Supplied data:
####

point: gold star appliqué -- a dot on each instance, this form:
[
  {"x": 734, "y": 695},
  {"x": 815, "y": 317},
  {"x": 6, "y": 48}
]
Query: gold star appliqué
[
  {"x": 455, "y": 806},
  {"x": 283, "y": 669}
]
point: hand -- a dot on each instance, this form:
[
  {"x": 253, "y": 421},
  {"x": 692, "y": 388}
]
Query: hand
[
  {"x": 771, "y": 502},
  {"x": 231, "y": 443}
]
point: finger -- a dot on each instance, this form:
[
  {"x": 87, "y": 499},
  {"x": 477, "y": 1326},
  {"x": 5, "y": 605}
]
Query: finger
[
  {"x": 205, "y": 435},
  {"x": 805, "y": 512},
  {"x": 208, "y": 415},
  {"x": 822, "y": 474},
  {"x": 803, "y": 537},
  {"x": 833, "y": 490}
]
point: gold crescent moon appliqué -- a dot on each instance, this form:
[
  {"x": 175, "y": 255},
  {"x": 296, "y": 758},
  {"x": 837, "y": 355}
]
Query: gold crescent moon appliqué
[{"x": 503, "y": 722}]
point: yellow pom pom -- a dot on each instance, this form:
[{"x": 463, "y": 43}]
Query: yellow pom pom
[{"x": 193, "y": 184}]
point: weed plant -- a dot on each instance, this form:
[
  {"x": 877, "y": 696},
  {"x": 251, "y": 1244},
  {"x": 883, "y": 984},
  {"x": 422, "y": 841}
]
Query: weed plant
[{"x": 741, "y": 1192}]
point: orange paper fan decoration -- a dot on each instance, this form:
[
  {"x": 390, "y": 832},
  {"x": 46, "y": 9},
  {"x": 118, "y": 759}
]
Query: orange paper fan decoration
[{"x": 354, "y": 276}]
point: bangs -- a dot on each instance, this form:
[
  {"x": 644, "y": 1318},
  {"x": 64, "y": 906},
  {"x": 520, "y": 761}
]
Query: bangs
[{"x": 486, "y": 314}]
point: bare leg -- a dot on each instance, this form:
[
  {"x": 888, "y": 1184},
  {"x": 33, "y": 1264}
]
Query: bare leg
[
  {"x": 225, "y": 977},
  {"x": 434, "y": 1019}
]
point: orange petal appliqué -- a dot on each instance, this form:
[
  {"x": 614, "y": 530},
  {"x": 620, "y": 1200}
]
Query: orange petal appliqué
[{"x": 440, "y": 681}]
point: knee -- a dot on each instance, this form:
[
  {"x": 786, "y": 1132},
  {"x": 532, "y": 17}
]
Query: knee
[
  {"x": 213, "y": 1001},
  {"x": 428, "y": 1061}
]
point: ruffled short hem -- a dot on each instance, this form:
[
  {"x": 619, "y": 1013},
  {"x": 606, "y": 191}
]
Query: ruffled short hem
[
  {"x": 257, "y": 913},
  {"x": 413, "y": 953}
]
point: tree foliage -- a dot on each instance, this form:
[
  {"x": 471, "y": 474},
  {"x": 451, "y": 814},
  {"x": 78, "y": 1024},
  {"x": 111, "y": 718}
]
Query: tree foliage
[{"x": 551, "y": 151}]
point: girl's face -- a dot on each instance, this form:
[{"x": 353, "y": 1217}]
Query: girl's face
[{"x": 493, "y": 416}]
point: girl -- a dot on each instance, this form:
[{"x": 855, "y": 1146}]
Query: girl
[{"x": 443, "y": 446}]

####

Work item:
Set down the records once more, character for character.

Result of this task:
point: gold star appliqué -- a dot on each instance, this form:
[
  {"x": 734, "y": 695},
  {"x": 815, "y": 317},
  {"x": 6, "y": 48}
]
Query: gold star appliqué
[
  {"x": 455, "y": 806},
  {"x": 283, "y": 669}
]
point: hand -- a dot on each instance, this form:
[
  {"x": 253, "y": 421},
  {"x": 692, "y": 388}
]
Query: hand
[
  {"x": 771, "y": 502},
  {"x": 231, "y": 443}
]
point: finger -- a dot on each instance, this form:
[
  {"x": 87, "y": 499},
  {"x": 477, "y": 1326},
  {"x": 5, "y": 605}
]
Query: finger
[
  {"x": 205, "y": 435},
  {"x": 805, "y": 512},
  {"x": 208, "y": 415},
  {"x": 822, "y": 474},
  {"x": 803, "y": 537},
  {"x": 833, "y": 490}
]
point: gold crescent moon appliqué -- a dot on each instance, this form:
[
  {"x": 175, "y": 255},
  {"x": 296, "y": 758},
  {"x": 837, "y": 355}
]
Query: gold crescent moon appliqué
[{"x": 503, "y": 722}]
point: yellow pom pom -- a dot on each instance, this form:
[{"x": 463, "y": 43}]
Query: yellow pom pom
[{"x": 193, "y": 184}]
point: weed plant -- a dot on each instance, this form:
[
  {"x": 877, "y": 696},
  {"x": 251, "y": 1244},
  {"x": 883, "y": 984},
  {"x": 422, "y": 841}
]
Query: weed plant
[{"x": 741, "y": 1192}]
point: orange paper fan decoration -- a dot on each instance, this form:
[
  {"x": 390, "y": 832},
  {"x": 46, "y": 9},
  {"x": 118, "y": 759}
]
Query: orange paper fan decoration
[{"x": 354, "y": 276}]
point: bangs -- a dot on each instance, this form:
[
  {"x": 644, "y": 1318},
  {"x": 64, "y": 906},
  {"x": 520, "y": 761}
]
Query: bangs
[{"x": 486, "y": 314}]
point: bare leg -- a dot on each instance, this form:
[
  {"x": 888, "y": 1184},
  {"x": 33, "y": 1264}
]
Query: bare leg
[
  {"x": 225, "y": 977},
  {"x": 434, "y": 1019}
]
point: orange petal appliqué -- a dot on each instance, this form:
[
  {"x": 614, "y": 530},
  {"x": 620, "y": 1200}
]
Query: orange petal appliqué
[{"x": 440, "y": 681}]
point: knee -- a dot on each instance, this form:
[
  {"x": 786, "y": 1132},
  {"x": 532, "y": 17}
]
Query: knee
[
  {"x": 213, "y": 1001},
  {"x": 428, "y": 1061}
]
point: ruffled short hem -- a dot on each instance, this form:
[
  {"x": 619, "y": 1013},
  {"x": 606, "y": 191}
]
Query: ruffled short hem
[
  {"x": 257, "y": 913},
  {"x": 413, "y": 953}
]
point: tree foliage -- a dot on each instance, this form:
[
  {"x": 471, "y": 474},
  {"x": 451, "y": 814},
  {"x": 78, "y": 1024},
  {"x": 111, "y": 718}
]
Query: tree foliage
[{"x": 551, "y": 151}]
point: girl's face -- a dot on each instance, this form:
[{"x": 353, "y": 1217}]
Query: girl's face
[{"x": 493, "y": 416}]
point: girl -- a dot on each instance, this form:
[{"x": 855, "y": 1146}]
Query: girl
[{"x": 443, "y": 446}]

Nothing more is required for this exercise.